# [Exercise 1]
Copy out these entries word for word, from the line that contains "Question. For every instance of the metal" through the end of the entries. Leave the pictures out of your copy.

Yesterday’s U.S. DMCA Rulemaking decision, which established a series of new anti-circumvention exceptions, attracted considerable attention on both sides of the border.  In the U.S., critics of the DMCA noted the progress in addressing some of the DMCA’s most troubling consequences by creating exceptions for unlocking and jailbreaking cellphones and circumventing DVD locks in several circumstances (though the decision is hardly a panacea given the restrictions on distributing circumvention tools, contractual restrictions, and the absence of a general right to circumvent for lawful purposes).

From a Canadian perspective, the U.S. decision – combined with the recent 5th Circuit Court of Appeals ruling linking circumvention to copyright and the USTR decision to cave on the digital lock rules in ACTA – provides a timely reminder of the mistake that is the digital lock rules in C-32. 

Looking back, Industry Minister Tony Clement said he wanted forward-looking legislation designed to last ten years, yet the scope of Bill C-32’s anti-circumvention exceptions became outdated in less than ten weeks.  Canadian Heritage Minister James Moore, when not calling critics “radical extremists,” emphasized that Bill C-32 was not identical to the DMCA.  While he had the notice-and-notice system in mind, weeks later his comments became accurate since it turns out the DMCA is far less restrictive than C-32.

Just how badly does the Canadian bill stack up?  On the two key issues in the bill – digital locks and fair dealing – Canada is far more restrictive than the U.S.  Consider:

  • U.S. rules contain a mandatory review of anti-circumvention exceptions every three years.  There is no mandatory review of the exceptions in the Canadian bill.

# [Material]
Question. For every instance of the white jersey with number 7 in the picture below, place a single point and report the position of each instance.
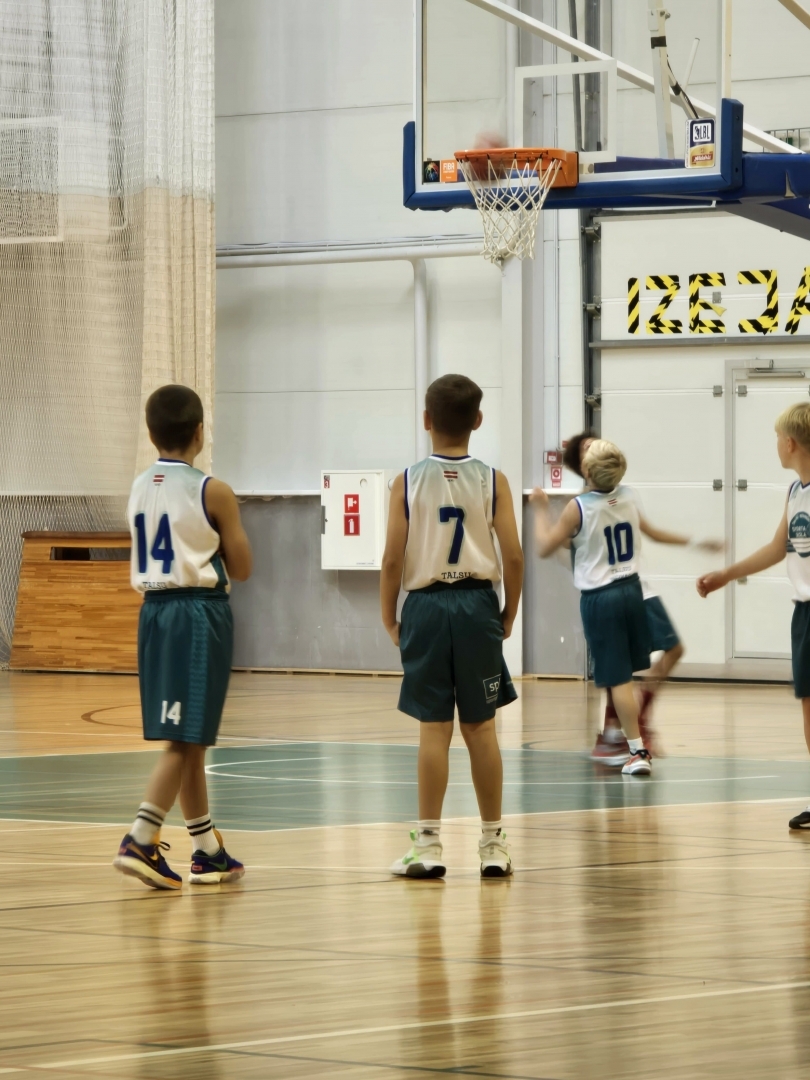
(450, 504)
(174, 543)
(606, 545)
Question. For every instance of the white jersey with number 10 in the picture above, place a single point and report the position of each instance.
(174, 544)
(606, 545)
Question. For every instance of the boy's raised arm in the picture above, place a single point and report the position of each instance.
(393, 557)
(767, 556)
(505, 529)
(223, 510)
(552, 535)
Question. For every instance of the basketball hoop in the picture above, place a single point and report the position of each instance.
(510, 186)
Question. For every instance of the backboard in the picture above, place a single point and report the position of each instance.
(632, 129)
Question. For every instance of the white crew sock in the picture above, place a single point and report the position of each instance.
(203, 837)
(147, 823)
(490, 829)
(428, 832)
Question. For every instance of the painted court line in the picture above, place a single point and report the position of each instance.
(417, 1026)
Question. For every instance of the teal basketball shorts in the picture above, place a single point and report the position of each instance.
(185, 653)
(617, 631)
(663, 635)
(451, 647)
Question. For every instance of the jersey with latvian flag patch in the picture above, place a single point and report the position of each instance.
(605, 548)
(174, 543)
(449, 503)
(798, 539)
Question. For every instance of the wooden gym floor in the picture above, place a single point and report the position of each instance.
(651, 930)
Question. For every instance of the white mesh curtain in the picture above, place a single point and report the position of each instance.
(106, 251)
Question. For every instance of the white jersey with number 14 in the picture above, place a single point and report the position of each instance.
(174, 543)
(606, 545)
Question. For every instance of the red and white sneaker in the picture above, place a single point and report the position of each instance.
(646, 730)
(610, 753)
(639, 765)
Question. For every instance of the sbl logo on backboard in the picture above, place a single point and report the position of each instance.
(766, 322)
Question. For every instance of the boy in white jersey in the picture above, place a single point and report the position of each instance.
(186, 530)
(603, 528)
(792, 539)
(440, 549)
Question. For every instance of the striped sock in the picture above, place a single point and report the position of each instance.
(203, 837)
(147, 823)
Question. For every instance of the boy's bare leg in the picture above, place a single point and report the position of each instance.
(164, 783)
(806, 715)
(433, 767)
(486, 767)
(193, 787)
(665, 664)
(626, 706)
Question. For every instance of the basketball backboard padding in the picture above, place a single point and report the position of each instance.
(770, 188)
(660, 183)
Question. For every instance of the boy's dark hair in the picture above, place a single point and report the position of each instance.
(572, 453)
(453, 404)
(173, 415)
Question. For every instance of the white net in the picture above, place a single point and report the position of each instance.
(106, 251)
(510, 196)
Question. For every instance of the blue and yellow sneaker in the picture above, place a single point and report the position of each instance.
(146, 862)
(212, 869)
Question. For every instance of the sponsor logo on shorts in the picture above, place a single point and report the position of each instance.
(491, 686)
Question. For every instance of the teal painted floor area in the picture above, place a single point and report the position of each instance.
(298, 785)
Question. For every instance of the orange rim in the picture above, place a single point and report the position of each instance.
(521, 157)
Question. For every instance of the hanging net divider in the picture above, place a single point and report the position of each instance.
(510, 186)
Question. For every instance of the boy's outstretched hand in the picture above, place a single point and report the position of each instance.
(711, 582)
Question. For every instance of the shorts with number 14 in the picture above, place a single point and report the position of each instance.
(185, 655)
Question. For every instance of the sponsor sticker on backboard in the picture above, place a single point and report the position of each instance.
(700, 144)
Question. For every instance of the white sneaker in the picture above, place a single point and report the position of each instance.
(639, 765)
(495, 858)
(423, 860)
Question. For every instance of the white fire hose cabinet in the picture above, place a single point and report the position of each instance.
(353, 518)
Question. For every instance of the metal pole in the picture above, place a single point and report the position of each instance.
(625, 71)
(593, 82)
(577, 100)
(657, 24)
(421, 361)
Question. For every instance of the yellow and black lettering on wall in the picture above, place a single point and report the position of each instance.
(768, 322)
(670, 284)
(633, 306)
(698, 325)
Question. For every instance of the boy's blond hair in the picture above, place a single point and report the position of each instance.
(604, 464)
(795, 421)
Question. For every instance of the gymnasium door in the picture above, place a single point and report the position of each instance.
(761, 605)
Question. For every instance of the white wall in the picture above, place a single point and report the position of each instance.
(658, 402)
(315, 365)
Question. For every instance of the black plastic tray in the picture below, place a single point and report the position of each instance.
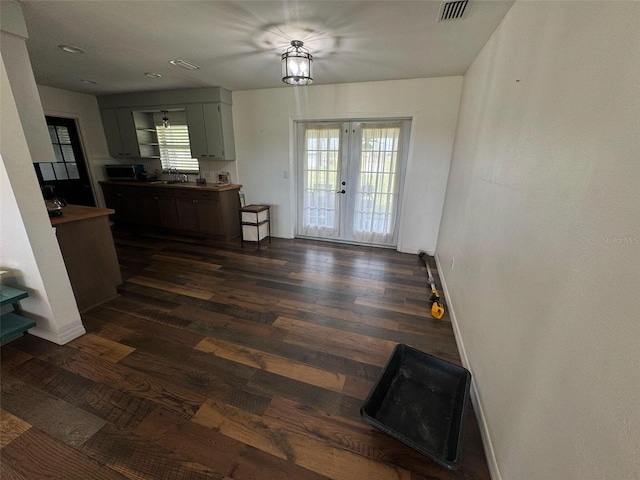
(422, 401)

# [Exercise 2]
Rewrite the part of the passage on Canada's copyright bill that opens with the words containing "From a Canadian" and closes with "restrictive than C-32.", swapping "forward-looking" for "future-proof".

# [Correct answer 1]
Question. For every instance of the metal pole in the picture above, place a single point and report the position of each instance.
(625, 71)
(593, 82)
(577, 100)
(657, 24)
(421, 361)
Question. For every instance of the yellow and black lettering on wall in the picture above, place a single point and report the position of each instance.
(768, 322)
(670, 284)
(633, 306)
(698, 325)
Question. For every instance of the boy's blond hair in the picture above, place a single point and report the position of each instance.
(604, 464)
(795, 421)
Question. For every instance of the gymnasium door in the picture above, place a single point and report the position of each instance.
(761, 605)
Question. For every instance of the white wall in the picture above, place a single point and report the position of each instance.
(658, 402)
(315, 365)
Question. For every instance of the black plastic tray in the picture below, place a single point and report the position of each instance.
(422, 401)

# [Correct answer 2]
From a Canadian perspective, the U.S. decision – combined with the recent 5th Circuit Court of Appeals ruling linking circumvention to copyright and the USTR decision to cave on the digital lock rules in ACTA – provides a timely reminder of the mistake that is the digital lock rules in C-32. 

Looking back, Industry Minister Tony Clement said he wanted future-proof legislation designed to last ten years, yet the scope of Bill C-32’s anti-circumvention exceptions became outdated in less than ten weeks.  Canadian Heritage Minister James Moore, when not calling critics “radical extremists,” emphasized that Bill C-32 was not identical to the DMCA.  While he had the notice-and-notice system in mind, weeks later his comments became accurate since it turns out the DMCA is far less restrictive than C-32.